* WHAT IS NEEDED: Type out the listing again, exactly, with every line included.

* RECORDS FOR THE EXERCISE:
┄┄┄┄┄┄┄┄┄┄┄┄┄┄┄┄┄┄┄┄
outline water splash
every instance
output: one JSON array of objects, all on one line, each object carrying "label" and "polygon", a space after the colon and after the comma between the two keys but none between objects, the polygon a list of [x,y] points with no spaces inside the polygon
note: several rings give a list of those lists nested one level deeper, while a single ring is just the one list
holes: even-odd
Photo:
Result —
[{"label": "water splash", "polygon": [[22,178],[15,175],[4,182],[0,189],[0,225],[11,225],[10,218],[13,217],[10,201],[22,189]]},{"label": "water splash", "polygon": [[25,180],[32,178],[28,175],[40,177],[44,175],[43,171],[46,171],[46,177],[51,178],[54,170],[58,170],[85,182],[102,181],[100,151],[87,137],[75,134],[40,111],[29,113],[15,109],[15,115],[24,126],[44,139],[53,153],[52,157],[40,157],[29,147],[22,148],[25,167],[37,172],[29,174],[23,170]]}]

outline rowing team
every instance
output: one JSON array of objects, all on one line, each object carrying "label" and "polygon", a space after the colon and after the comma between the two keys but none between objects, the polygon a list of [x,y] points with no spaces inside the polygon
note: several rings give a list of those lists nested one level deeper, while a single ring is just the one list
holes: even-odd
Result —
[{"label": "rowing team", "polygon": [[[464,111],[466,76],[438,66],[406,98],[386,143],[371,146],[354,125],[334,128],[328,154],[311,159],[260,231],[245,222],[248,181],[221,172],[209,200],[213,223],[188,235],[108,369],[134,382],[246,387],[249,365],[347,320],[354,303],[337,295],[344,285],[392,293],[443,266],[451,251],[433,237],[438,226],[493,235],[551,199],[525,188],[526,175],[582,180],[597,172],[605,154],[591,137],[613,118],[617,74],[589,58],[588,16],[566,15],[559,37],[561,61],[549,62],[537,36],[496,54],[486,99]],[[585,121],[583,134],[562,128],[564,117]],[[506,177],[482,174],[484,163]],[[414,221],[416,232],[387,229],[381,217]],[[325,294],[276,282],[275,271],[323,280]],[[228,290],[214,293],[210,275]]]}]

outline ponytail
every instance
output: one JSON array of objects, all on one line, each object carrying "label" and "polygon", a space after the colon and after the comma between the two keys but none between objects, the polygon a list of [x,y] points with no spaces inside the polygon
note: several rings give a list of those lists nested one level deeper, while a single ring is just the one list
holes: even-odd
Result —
┄┄┄┄┄┄┄┄┄┄┄┄┄┄┄┄┄┄┄┄
* ANSWER SPACE:
outline water splash
every instance
output: one JSON array of objects, all on one line, each object carrying "label" and "polygon", a space after the colon and after the comma between the two keys but none between objects, the polygon a list of [x,y] points with no spaces inside the polygon
note: several rings give a list of those lists nested one level deeper, while a single ring is just the one list
holes: even-odd
Photo:
Result —
[{"label": "water splash", "polygon": [[22,178],[15,175],[4,182],[0,189],[0,225],[11,225],[10,218],[13,217],[10,201],[22,189]]},{"label": "water splash", "polygon": [[25,180],[32,178],[28,175],[40,177],[44,175],[43,171],[46,171],[46,177],[51,178],[54,170],[58,170],[85,182],[102,181],[100,151],[87,137],[75,134],[40,111],[29,113],[15,109],[15,115],[24,126],[44,139],[53,153],[52,157],[40,157],[29,147],[22,148],[25,167],[37,172],[29,174],[23,170]]}]

outline rowing team
every instance
output: one JSON array of objects, all on one line, each object carrying "label" and "polygon", a space after the colon and after the comma between the two keys but none between objects, the polygon a list of [x,y] points with no spaces inside the polygon
note: several rings give a list of those lists nested one level deeper, while a single ring is just the one list
holes: even-odd
Result —
[{"label": "rowing team", "polygon": [[[464,111],[466,76],[438,66],[406,98],[386,143],[371,146],[354,125],[334,128],[328,154],[311,159],[260,231],[245,222],[248,181],[221,172],[209,200],[213,223],[188,235],[108,369],[134,382],[246,387],[249,365],[347,320],[354,303],[337,295],[344,285],[392,293],[443,266],[451,251],[433,237],[438,226],[493,235],[551,199],[525,188],[526,175],[582,180],[597,172],[605,154],[591,137],[613,118],[617,74],[589,58],[588,16],[566,15],[559,37],[561,61],[549,62],[537,36],[496,54],[486,99]],[[585,121],[583,134],[562,128],[564,117]],[[506,177],[482,174],[484,163]],[[414,221],[416,232],[387,229],[381,217]],[[325,294],[276,282],[275,271],[323,280]],[[228,290],[214,293],[210,275]]]}]

outline ponytail
every instance
output: one JSON array of objects, all on one line, each object carrying "label" and "polygon", a space after the colon and after the comma between the two keys but none between objects, the polygon a list of [x,y] points with no spaces inside the polygon
note: several rings give a list of those lists nested one level deeper, while a single ring is just the one list
holes: even-odd
Result —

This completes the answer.